• [Série de tâches]:
A - Répondez à ces questions d'après le texte étudié :
(i) Quel rang la France occupe-t-elle dans le monde par le nombre de cas ?
(ii) Combien de morts par million d'habitants compte la France ?
(iii) Quelle était la valeur de R0 au début du couvre-feu ?
B - Résumez le texte étudié en deux phrases.
C - Reproduisez fidèlement tout le passage du texte étudié, depuis « La vie ou la » jusqu'à « moyenne,  le 25. ».

• [Texte étudié]:
»»

La vie ou la bourse ? Tout dépend de l’intensité de la menace. Ce sont en effet les comportements et les anticipations qui sont en jeu : c’est l’accélération récente qui change tout. Ce qui se passe aujourd’hui vient d’abord des risques et des coûts économiques extrapolés de la propagation. La France est désormais le 5° pays du monde par le nombre de cas (1,2 million), derrière les États-Unis (9 millions), l’Inde (8 millions), le Brésil (5,5) et la Russie (1,6), sur un total mondial de 45 millions de personnes infectées (officiellement). Bien sûr, ces chiffres ne disent pas tout : il faut prendre en compte le nombre de cas et de morts par million d’habitants (respectivement 19 000 et 550 pour la France) et surtout l’accélération en cours : en moyenne 38 200 le 27 octobre, sur les 7 jours précédents, contre 34 500, toujours en moyenne,  le 25.

R0 est le chiffre qui explique tout : c’est la menace, le nombre d’infections que suscite une personne porteuse du virus. C’est donc un indicateur de la vitesse de propagation de la pandémie. Il est actuellement de 1,4, en baisse depuis le début du couvre-feu où il était à 1,7, mais toujours supérieur à 1, indiquant donc une accélération de la maladie. Nous ne sommes plus à 0,8 comme en mai, après le confinement, et pourtant il est indispensable d’aller plus bas que ce chiffre.

««

Données enregistrées:
»»

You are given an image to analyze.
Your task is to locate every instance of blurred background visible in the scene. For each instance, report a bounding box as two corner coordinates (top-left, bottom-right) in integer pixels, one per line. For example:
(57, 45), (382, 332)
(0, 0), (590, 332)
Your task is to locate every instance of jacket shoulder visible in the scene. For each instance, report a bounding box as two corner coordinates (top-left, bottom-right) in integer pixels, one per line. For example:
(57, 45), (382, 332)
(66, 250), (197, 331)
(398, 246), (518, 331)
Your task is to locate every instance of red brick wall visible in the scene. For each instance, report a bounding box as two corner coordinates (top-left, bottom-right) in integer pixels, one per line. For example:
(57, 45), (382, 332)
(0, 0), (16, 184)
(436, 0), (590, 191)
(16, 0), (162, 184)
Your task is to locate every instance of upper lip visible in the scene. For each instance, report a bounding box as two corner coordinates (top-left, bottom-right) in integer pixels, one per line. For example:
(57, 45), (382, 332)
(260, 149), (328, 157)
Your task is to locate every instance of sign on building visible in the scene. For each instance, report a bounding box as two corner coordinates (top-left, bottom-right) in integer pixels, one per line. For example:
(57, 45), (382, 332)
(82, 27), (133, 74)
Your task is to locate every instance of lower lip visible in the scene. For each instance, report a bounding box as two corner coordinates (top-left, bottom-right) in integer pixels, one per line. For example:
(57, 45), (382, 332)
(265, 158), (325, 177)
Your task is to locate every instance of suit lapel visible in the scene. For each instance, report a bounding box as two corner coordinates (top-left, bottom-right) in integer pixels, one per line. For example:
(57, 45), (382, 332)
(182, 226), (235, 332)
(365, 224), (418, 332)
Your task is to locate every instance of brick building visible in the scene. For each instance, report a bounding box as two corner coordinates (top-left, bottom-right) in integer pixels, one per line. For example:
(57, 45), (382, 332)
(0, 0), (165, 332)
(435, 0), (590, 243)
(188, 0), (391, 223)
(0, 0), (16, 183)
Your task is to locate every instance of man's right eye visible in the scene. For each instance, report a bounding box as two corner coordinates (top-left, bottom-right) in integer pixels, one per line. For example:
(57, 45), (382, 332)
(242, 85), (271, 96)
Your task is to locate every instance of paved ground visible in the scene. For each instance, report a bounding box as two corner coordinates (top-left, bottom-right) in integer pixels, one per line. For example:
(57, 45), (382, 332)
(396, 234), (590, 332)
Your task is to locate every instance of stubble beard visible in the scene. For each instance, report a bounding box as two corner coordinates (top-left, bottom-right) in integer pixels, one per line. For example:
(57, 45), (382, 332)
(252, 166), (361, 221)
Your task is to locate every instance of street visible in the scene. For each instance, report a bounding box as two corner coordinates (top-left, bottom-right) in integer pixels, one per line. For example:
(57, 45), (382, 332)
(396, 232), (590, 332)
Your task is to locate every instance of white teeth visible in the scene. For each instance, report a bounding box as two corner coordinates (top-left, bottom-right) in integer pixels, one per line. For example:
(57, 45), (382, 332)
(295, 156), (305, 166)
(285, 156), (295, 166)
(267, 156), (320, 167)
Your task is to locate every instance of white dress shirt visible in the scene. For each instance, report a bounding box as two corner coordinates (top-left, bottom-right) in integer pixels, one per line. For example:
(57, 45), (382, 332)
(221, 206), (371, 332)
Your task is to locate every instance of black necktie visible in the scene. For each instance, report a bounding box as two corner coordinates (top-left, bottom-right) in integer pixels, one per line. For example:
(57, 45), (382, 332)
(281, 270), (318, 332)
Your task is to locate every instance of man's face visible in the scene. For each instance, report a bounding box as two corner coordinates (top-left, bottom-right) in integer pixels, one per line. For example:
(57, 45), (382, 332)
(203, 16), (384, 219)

««

• [Réponses par tâche]:
A -
(i) Le 5e rang.
(ii) 550.
(iii) 1,7.

B - La France est désormais le 5e pays du monde par le nombre de cas (1,2 million), et c'est l'accélération récente de la propagation qui change tout. Le R0, indicateur de la vitesse de propagation, est actuellement de 1,4, en baisse depuis le début du couvre-feu mais toujours supérieur à 1, et il n'est plus à 0,8 comme en mai.

C -
La vie ou la bourse ? Tout dépend de l’intensité de la menace. Ce sont en effet les comportements et les anticipations qui sont en jeu : c’est l’accélération récente qui change tout. Ce qui se passe aujourd’hui vient d’abord des risques et des coûts économiques extrapolés de la propagation. La France est désormais le 5° pays du monde par le nombre de cas (1,2 million), derrière les États-Unis (9 millions), l’Inde (8 millions), le Brésil (5,5) et la Russie (1,6), sur un total mondial de 45 millions de personnes infectées (officiellement). Bien sûr, ces chiffres ne disent pas tout : il faut prendre en compte le nombre de cas et de morts par million d’habitants (respectivement 19 000 et 550 pour la France) et surtout l’accélération en cours : en moyenne 38 200 le 27 octobre, sur les 7 jours précédents, contre 34 500, toujours en moyenne,  le 25.